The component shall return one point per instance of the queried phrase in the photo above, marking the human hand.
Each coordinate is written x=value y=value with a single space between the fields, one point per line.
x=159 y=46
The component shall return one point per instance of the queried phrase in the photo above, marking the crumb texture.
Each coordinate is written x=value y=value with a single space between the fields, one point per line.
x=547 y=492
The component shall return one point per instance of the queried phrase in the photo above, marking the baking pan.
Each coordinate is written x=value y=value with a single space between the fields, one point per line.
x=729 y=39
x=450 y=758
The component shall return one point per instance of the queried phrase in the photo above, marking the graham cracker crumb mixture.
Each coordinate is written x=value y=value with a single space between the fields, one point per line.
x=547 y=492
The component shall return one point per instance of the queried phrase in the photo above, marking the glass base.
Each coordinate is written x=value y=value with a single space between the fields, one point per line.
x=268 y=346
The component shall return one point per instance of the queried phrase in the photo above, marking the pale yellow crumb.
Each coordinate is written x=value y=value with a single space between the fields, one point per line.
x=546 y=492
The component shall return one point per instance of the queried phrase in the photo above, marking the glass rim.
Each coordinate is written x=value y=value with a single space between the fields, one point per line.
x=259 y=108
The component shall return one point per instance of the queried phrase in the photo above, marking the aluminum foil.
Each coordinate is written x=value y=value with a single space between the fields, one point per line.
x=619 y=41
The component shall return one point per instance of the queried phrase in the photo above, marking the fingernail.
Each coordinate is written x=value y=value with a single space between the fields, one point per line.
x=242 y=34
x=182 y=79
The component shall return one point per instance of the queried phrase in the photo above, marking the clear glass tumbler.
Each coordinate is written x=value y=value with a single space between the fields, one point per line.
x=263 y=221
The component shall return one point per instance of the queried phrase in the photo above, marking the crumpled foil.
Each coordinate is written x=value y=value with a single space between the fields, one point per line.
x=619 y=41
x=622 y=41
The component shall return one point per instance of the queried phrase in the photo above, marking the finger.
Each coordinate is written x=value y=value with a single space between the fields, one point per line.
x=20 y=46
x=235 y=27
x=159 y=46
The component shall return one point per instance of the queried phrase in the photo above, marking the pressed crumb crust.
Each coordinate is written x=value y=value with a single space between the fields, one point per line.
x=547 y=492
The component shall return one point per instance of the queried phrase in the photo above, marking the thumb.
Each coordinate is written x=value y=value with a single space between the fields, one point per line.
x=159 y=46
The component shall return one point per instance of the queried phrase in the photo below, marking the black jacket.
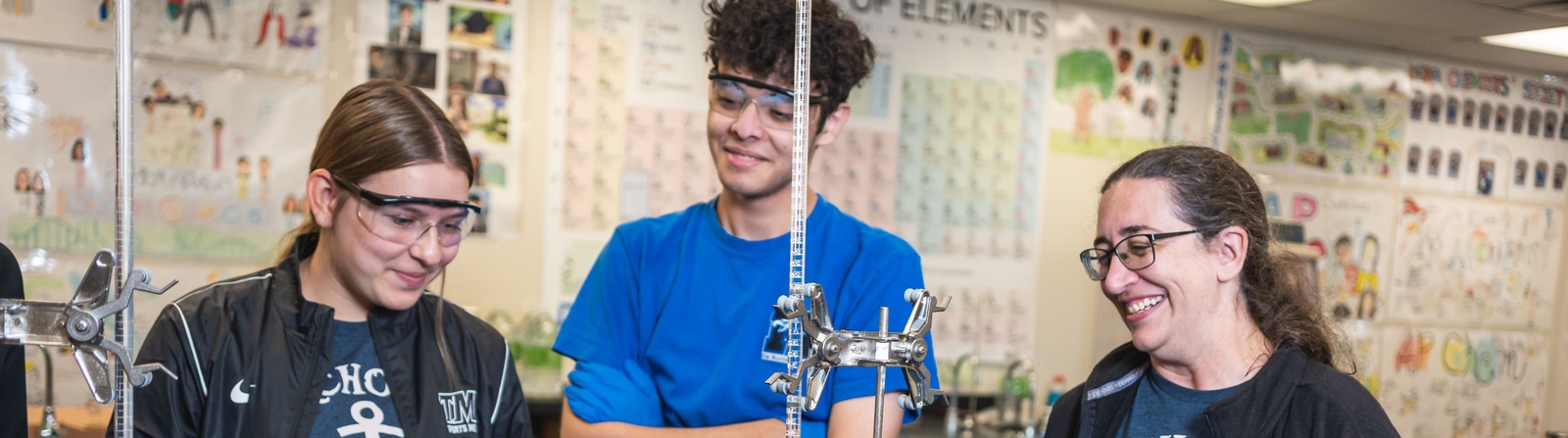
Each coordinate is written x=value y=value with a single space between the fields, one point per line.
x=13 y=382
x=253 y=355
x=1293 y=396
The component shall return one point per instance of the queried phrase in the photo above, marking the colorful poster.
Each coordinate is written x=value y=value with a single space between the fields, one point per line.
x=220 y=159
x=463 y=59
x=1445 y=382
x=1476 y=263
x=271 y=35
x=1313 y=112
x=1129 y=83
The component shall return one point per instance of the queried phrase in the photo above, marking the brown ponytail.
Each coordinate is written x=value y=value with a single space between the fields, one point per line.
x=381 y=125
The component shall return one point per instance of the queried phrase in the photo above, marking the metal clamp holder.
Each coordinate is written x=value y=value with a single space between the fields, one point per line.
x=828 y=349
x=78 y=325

---

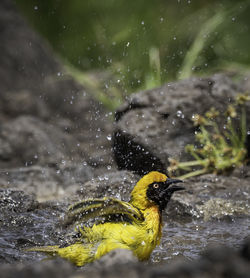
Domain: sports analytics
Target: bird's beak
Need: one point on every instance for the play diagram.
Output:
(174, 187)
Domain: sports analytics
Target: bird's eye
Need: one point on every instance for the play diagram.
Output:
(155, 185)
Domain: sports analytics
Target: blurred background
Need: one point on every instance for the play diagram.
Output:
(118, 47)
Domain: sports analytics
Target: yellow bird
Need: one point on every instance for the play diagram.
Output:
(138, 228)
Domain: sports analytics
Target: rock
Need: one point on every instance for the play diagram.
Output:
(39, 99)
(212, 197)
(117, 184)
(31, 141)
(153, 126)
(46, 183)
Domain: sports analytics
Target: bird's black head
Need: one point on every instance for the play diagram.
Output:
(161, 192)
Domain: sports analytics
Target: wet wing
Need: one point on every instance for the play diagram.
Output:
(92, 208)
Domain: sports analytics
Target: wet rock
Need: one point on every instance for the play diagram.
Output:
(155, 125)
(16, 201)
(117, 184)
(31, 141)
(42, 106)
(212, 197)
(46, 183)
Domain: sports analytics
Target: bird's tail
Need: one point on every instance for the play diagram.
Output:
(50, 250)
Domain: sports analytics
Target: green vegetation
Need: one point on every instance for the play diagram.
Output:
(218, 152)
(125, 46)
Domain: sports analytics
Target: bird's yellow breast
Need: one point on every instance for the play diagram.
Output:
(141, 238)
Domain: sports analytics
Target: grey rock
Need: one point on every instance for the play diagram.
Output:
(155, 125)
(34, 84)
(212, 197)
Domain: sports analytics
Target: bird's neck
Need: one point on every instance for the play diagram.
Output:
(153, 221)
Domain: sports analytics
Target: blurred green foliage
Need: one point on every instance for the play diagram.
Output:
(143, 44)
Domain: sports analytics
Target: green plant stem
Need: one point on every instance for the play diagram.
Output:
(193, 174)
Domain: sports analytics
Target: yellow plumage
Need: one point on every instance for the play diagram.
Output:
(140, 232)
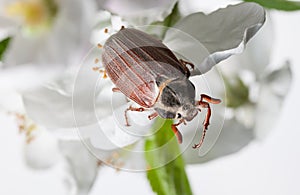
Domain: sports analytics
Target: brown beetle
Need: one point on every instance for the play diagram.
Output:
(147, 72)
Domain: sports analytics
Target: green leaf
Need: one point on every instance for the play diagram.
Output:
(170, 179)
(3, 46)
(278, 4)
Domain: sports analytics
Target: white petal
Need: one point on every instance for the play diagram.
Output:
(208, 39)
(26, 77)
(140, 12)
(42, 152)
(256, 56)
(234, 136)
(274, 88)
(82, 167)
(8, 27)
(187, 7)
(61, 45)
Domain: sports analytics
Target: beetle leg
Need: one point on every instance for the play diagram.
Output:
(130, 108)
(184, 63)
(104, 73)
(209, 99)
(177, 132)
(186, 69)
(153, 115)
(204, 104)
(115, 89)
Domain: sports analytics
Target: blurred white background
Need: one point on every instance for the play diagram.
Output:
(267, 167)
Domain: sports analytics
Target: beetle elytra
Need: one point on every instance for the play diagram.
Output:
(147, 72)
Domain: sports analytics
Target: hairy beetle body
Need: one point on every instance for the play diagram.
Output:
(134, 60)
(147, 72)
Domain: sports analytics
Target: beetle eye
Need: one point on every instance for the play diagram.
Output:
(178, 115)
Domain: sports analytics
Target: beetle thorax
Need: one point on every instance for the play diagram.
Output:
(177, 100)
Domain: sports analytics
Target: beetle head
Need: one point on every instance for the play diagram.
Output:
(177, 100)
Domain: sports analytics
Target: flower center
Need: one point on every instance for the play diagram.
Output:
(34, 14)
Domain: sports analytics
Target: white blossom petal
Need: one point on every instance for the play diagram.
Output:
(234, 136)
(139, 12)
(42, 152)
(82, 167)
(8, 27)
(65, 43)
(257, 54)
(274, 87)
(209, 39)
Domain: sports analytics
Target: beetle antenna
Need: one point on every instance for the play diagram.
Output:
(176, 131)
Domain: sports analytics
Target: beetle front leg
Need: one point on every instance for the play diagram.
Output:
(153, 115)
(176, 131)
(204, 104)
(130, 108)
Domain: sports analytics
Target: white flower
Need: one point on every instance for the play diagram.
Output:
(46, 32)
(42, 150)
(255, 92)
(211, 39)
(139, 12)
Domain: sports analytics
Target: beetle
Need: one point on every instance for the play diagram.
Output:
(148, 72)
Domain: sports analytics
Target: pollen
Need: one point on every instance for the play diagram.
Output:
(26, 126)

● **To do**: Please tally the lines of the data in which the string "white" appears and write only the total.

● **The completed task**: 4